#### Exercise instructions
An exact copy of the listing is needed, with every line kept.

#### Working data
=====

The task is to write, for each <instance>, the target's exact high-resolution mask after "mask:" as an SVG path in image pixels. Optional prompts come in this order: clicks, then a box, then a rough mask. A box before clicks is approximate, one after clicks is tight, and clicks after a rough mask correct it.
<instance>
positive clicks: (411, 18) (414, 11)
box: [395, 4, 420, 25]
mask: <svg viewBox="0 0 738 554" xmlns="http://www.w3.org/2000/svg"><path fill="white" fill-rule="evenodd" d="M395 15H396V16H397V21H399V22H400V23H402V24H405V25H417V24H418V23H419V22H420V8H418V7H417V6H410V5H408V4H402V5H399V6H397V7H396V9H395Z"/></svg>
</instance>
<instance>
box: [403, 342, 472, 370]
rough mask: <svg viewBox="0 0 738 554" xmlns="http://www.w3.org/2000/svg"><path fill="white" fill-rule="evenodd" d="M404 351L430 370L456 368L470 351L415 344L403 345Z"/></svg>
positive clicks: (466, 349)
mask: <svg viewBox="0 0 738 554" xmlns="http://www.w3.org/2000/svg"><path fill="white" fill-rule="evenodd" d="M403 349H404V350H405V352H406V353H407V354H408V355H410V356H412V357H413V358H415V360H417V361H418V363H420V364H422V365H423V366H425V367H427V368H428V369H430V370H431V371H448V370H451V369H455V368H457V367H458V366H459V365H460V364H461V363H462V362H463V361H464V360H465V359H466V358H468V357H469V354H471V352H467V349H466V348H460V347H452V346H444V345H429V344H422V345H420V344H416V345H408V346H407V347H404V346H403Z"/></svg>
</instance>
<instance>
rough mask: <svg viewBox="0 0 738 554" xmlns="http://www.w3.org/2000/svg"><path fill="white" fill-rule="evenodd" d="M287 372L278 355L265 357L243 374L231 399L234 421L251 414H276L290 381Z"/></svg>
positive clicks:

=====

#### Task answer
The task is to write, for each <instance>, the target's exact high-resolution mask after "mask:" as an SVG path in image pixels. Optional prompts come in this order: clicks, then a box, then a rough mask. A box before clicks is approximate, one after clicks is tight, and clicks after a rough mask correct it.
<instance>
positive clicks: (411, 18) (414, 11)
box: [395, 4, 420, 25]
mask: <svg viewBox="0 0 738 554" xmlns="http://www.w3.org/2000/svg"><path fill="white" fill-rule="evenodd" d="M395 15H396V16H397V21H399V22H400V23H402V24H405V25H417V24H418V23H419V22H420V8H418V7H417V6H410V5H408V4H402V5H399V6H397V7H396V9H395Z"/></svg>
</instance>
<instance>
box: [403, 342, 472, 370]
rough mask: <svg viewBox="0 0 738 554" xmlns="http://www.w3.org/2000/svg"><path fill="white" fill-rule="evenodd" d="M404 351L430 370L456 368L470 351L415 344L403 345Z"/></svg>
positive clicks: (466, 349)
mask: <svg viewBox="0 0 738 554" xmlns="http://www.w3.org/2000/svg"><path fill="white" fill-rule="evenodd" d="M403 349H404V350H405V352H406V353H407V354H408V355H410V356H412V357H413V358H415V360H417V361H418V363H420V364H422V365H423V366H425V367H427V368H428V369H430V370H431V371H448V370H451V369H455V368H457V367H458V366H459V365H460V364H461V363H462V362H463V361H464V360H465V359H466V358H468V357H469V354H471V352H467V349H466V348H460V347H452V346H444V345H429V344H422V345H420V344H416V345H408V346H407V347H404V346H403Z"/></svg>
</instance>
<instance>
rough mask: <svg viewBox="0 0 738 554" xmlns="http://www.w3.org/2000/svg"><path fill="white" fill-rule="evenodd" d="M287 372L278 355L265 357L243 374L231 399L234 421L251 414H276L290 381Z"/></svg>
positive clicks:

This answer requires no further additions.